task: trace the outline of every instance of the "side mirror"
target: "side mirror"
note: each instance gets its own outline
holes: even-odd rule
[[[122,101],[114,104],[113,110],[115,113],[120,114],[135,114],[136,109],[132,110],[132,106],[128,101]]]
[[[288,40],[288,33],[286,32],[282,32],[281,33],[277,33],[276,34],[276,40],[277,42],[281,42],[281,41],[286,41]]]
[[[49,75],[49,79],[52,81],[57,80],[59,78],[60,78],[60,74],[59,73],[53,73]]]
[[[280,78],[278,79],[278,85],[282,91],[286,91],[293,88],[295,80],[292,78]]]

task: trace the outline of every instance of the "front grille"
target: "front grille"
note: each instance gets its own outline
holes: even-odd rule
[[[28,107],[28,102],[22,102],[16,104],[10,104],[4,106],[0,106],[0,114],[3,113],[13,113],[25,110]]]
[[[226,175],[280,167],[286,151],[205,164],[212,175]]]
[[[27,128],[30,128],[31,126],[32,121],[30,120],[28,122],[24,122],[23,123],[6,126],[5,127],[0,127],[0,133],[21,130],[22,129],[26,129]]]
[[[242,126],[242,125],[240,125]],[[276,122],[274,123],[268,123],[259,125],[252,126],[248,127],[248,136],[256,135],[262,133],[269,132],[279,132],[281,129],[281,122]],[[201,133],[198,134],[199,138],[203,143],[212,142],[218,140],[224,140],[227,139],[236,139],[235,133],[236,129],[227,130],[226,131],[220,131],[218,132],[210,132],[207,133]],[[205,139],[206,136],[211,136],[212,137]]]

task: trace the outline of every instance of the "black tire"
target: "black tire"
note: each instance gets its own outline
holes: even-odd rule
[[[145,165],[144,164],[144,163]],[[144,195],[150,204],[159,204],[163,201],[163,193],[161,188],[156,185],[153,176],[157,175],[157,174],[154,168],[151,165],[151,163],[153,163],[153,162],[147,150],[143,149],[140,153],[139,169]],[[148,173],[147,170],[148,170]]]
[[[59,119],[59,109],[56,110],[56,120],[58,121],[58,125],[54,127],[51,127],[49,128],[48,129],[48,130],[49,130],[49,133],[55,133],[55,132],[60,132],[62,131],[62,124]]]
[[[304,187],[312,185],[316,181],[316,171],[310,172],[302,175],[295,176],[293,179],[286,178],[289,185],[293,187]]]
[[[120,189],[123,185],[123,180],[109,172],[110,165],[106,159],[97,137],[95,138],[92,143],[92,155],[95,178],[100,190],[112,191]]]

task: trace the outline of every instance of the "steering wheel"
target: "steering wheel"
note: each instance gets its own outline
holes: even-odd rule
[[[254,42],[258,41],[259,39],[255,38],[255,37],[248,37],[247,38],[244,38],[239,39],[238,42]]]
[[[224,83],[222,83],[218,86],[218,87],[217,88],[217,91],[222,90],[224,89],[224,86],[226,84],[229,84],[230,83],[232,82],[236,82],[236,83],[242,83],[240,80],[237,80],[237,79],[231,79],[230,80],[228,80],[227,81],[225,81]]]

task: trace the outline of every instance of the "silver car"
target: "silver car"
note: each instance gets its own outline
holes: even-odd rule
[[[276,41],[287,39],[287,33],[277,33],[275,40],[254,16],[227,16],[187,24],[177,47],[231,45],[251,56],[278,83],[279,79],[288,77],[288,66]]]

▸ **Requirement**
Could you transcribe the records in full, exactly?

▸ **Written solution**
task: trace the outline of every instance of the "side mirror"
target: "side mirror"
note: each instance gets its own outline
holes: even-odd rule
[[[122,101],[114,104],[113,110],[115,113],[120,114],[135,114],[136,109],[132,110],[132,106],[128,101]]]
[[[288,40],[288,33],[286,32],[282,32],[281,33],[277,33],[276,34],[276,40],[277,42],[281,42],[281,41],[286,41]]]
[[[49,75],[49,79],[52,81],[57,80],[59,78],[60,78],[60,74],[59,73],[53,73]]]
[[[280,78],[278,79],[278,85],[282,91],[286,91],[293,88],[295,80],[292,78]]]

task: trace the outline of every instance of the "front grille"
target: "front grille"
note: each instance gets its own outline
holes: even-odd rule
[[[28,107],[28,102],[22,102],[16,104],[10,104],[4,106],[0,106],[0,114],[3,113],[13,113],[25,110]]]
[[[226,175],[280,167],[286,151],[205,164],[212,175]]]
[[[27,128],[30,128],[31,126],[32,121],[30,120],[28,122],[24,122],[23,123],[6,126],[5,127],[0,127],[0,133],[21,130],[22,129],[26,129]]]
[[[242,126],[242,125],[240,125]],[[276,122],[274,123],[268,123],[259,125],[252,126],[248,127],[248,136],[256,135],[262,133],[269,132],[279,132],[281,129],[281,122]],[[201,133],[198,134],[199,138],[203,143],[212,142],[218,140],[224,140],[227,139],[236,139],[235,133],[236,129],[227,130],[226,131],[220,131],[218,132],[210,132],[207,133]],[[205,139],[206,136],[211,136],[212,137]]]

task: trace the outline of every instance of the "black tire"
target: "black tire"
note: each instance gets its own outline
holes: even-odd rule
[[[145,165],[144,164],[144,163]],[[144,195],[150,204],[159,204],[163,201],[163,193],[161,188],[156,185],[153,176],[157,175],[157,174],[154,168],[151,165],[151,163],[153,163],[153,162],[147,150],[143,149],[140,153],[139,169]],[[148,173],[147,170],[148,170]]]
[[[59,119],[59,109],[56,110],[56,120],[58,121],[58,125],[54,127],[51,127],[49,128],[48,129],[48,130],[49,130],[49,133],[55,133],[55,132],[60,132],[62,131],[62,124]]]
[[[304,187],[312,185],[316,181],[316,171],[310,172],[302,175],[295,176],[293,179],[286,178],[289,185],[293,187]]]
[[[120,189],[123,185],[123,180],[109,172],[110,165],[106,159],[97,137],[95,138],[92,143],[92,155],[95,178],[100,190],[112,191]]]

task: trace the outline of every instance of the "steering wheel"
target: "steering wheel"
note: each instance gets its own outline
holes: even-odd rule
[[[254,42],[258,41],[259,39],[255,38],[255,37],[248,37],[247,38],[244,38],[239,39],[238,42]]]
[[[224,83],[222,83],[218,86],[218,87],[217,88],[217,91],[222,90],[224,89],[224,86],[226,84],[229,84],[230,83],[232,82],[236,82],[236,83],[242,83],[240,80],[237,80],[237,79],[231,79],[230,80],[228,80],[227,81],[225,81]]]

task: trace the outline of every instance of the "silver car"
target: "silver car"
note: each instance gets its own outline
holes: even-odd rule
[[[276,41],[287,39],[287,33],[277,33],[275,40],[254,16],[227,16],[187,24],[177,47],[231,45],[251,56],[278,83],[279,79],[288,77],[288,66]]]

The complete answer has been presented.